(Image point annotation entries)
┄┄┄┄┄┄┄┄┄┄

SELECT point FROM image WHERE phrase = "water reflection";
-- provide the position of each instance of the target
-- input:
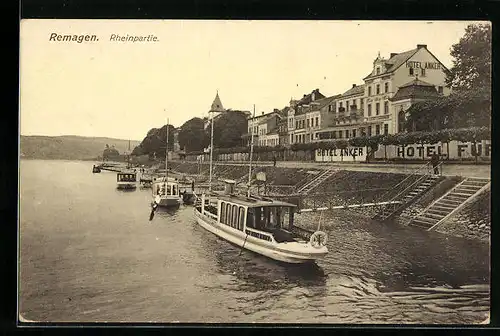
(101, 242)
(255, 272)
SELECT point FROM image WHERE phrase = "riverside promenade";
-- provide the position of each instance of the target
(452, 169)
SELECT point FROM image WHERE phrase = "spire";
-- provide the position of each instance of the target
(217, 104)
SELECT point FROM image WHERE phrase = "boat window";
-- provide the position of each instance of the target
(227, 219)
(234, 221)
(222, 212)
(241, 221)
(251, 217)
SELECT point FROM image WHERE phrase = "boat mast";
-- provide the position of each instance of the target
(251, 154)
(166, 159)
(128, 155)
(211, 151)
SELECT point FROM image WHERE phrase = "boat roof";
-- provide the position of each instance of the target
(126, 172)
(252, 202)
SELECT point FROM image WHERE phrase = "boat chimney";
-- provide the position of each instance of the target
(229, 187)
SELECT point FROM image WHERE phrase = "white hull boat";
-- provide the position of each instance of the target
(166, 193)
(261, 226)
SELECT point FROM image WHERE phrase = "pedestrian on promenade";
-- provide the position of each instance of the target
(435, 163)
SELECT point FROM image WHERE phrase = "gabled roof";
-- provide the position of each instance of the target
(355, 90)
(320, 103)
(416, 89)
(416, 82)
(307, 99)
(217, 105)
(394, 62)
(273, 130)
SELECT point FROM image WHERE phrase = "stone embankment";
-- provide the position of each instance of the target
(472, 221)
(348, 186)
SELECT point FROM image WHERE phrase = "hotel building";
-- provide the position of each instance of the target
(379, 105)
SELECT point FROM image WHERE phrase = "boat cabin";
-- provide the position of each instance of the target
(166, 188)
(262, 218)
(126, 177)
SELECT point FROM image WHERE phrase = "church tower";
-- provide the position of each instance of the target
(217, 104)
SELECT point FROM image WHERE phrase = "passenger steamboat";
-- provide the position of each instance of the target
(262, 225)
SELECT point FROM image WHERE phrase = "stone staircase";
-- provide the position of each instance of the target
(322, 177)
(450, 203)
(416, 189)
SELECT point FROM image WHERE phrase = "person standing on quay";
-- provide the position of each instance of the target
(435, 163)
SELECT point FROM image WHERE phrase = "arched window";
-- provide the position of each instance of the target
(228, 214)
(241, 222)
(222, 212)
(234, 222)
(401, 120)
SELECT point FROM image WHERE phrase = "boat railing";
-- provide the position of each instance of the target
(259, 234)
(301, 232)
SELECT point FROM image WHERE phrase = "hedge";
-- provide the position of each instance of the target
(471, 134)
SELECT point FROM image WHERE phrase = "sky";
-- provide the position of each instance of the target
(123, 89)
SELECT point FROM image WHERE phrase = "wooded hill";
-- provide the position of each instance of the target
(70, 147)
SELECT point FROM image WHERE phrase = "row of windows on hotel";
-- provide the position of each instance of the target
(313, 122)
(269, 142)
(341, 134)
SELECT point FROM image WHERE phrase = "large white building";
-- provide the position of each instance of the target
(376, 107)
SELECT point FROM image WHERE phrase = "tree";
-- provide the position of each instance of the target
(472, 59)
(469, 104)
(110, 153)
(155, 141)
(229, 127)
(192, 136)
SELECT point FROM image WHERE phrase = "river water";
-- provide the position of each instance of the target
(88, 253)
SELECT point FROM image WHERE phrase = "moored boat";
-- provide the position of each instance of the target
(261, 225)
(126, 180)
(165, 189)
(166, 192)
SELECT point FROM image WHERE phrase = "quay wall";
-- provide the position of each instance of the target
(473, 221)
(352, 187)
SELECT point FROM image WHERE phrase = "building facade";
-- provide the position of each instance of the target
(264, 129)
(378, 106)
(371, 109)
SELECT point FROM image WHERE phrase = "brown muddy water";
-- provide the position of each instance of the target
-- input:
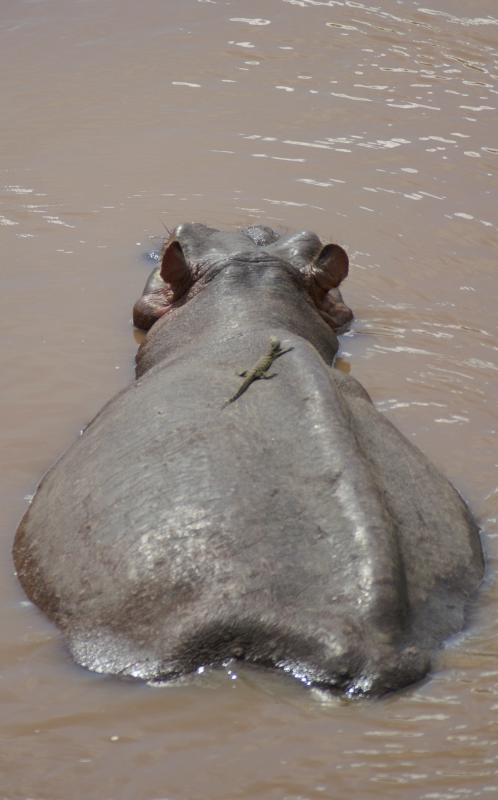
(374, 124)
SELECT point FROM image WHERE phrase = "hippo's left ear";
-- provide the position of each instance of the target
(175, 270)
(330, 267)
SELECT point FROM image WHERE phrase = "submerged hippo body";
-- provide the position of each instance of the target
(294, 528)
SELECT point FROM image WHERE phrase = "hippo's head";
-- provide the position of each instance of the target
(194, 255)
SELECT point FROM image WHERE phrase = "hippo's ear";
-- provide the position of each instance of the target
(175, 270)
(331, 267)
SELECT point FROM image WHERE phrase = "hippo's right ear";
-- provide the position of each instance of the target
(331, 266)
(175, 270)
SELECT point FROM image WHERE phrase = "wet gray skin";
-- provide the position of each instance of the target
(294, 528)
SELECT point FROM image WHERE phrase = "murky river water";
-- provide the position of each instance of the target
(373, 123)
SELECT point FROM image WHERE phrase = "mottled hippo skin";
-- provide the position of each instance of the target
(293, 528)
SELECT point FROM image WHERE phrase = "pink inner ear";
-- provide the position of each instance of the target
(331, 266)
(174, 269)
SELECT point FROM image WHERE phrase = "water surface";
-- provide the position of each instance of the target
(373, 124)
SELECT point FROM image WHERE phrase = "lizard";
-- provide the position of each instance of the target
(260, 369)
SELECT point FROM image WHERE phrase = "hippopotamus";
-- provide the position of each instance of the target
(289, 525)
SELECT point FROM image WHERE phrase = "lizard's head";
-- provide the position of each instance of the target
(274, 344)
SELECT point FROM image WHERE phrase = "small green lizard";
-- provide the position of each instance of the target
(260, 368)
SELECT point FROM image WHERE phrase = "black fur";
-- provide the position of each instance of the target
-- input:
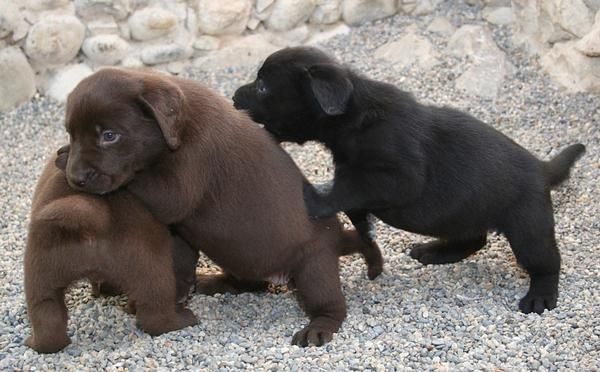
(430, 170)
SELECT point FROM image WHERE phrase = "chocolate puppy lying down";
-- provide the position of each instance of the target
(430, 170)
(111, 240)
(219, 181)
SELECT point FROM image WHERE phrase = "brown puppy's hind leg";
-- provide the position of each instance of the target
(370, 250)
(153, 292)
(319, 291)
(227, 283)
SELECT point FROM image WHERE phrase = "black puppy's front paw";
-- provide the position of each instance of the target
(315, 204)
(537, 303)
(312, 335)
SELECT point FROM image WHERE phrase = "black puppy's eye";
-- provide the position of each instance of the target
(261, 87)
(108, 136)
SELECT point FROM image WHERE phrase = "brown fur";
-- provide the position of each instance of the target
(223, 184)
(113, 241)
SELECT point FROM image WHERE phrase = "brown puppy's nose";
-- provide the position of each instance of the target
(80, 178)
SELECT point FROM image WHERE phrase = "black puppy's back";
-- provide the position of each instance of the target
(426, 169)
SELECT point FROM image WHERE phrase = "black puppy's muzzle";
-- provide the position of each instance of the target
(242, 97)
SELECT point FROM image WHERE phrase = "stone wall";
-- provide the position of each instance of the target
(566, 36)
(50, 45)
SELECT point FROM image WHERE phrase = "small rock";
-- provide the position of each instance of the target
(105, 49)
(326, 12)
(206, 42)
(104, 25)
(356, 12)
(54, 40)
(10, 17)
(574, 16)
(151, 23)
(155, 54)
(425, 7)
(499, 16)
(441, 25)
(262, 5)
(90, 9)
(472, 40)
(293, 37)
(263, 9)
(246, 51)
(572, 69)
(410, 49)
(223, 17)
(176, 67)
(482, 79)
(590, 43)
(17, 82)
(488, 63)
(66, 79)
(253, 23)
(38, 5)
(327, 32)
(132, 62)
(288, 14)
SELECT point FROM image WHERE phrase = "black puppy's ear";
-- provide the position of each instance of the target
(62, 156)
(331, 87)
(163, 100)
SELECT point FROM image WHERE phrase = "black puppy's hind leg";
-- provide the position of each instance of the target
(530, 232)
(371, 252)
(319, 292)
(446, 251)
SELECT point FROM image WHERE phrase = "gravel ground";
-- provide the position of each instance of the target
(451, 317)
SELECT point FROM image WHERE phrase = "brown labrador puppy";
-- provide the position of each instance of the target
(224, 185)
(112, 241)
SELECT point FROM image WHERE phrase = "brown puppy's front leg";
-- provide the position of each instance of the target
(45, 282)
(370, 250)
(319, 291)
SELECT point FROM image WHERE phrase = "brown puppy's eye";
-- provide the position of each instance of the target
(261, 87)
(108, 137)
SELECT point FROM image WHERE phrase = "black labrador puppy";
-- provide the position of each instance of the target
(430, 170)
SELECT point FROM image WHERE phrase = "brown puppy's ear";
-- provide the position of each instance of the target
(331, 87)
(163, 100)
(62, 156)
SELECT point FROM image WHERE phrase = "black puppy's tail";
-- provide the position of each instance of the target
(557, 169)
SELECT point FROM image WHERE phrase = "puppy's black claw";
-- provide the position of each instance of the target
(374, 271)
(312, 335)
(537, 303)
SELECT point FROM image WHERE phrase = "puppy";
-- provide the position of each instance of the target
(429, 170)
(112, 241)
(221, 182)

┄┄┄┄┄┄┄┄┄┄

What you are asked to do » Can you extract every line in the rows above that contains the word "stone"? Match its case.

Right answer »
SELECT point FROM image WHERE phrase = "stone embankment";
SELECT point FROM image WHERE phrase = "stone staircase";
SELECT point FROM image WHERE phrase = "stone wall";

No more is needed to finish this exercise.